What is expected - Copy the material below line for line, with no changes.
=-=-=-=-=
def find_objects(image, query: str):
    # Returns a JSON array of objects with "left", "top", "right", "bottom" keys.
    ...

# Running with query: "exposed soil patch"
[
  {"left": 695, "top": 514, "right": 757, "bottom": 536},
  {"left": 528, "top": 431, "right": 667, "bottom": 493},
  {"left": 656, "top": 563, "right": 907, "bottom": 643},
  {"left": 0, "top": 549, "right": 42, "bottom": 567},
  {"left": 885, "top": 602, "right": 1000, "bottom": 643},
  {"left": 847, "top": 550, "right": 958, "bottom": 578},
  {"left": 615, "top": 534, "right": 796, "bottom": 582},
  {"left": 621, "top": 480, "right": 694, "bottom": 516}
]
=-=-=-=-=
Exercise response -
def find_objects(image, query: str):
    # Returns a JSON array of objects with "left", "top", "right", "bottom" keys.
    ...

# Running with query: "exposed soil patch"
[
  {"left": 695, "top": 514, "right": 757, "bottom": 536},
  {"left": 528, "top": 431, "right": 667, "bottom": 493},
  {"left": 656, "top": 563, "right": 907, "bottom": 643},
  {"left": 0, "top": 549, "right": 42, "bottom": 567},
  {"left": 885, "top": 602, "right": 1000, "bottom": 643},
  {"left": 847, "top": 550, "right": 958, "bottom": 578},
  {"left": 615, "top": 534, "right": 796, "bottom": 582},
  {"left": 621, "top": 480, "right": 694, "bottom": 516}
]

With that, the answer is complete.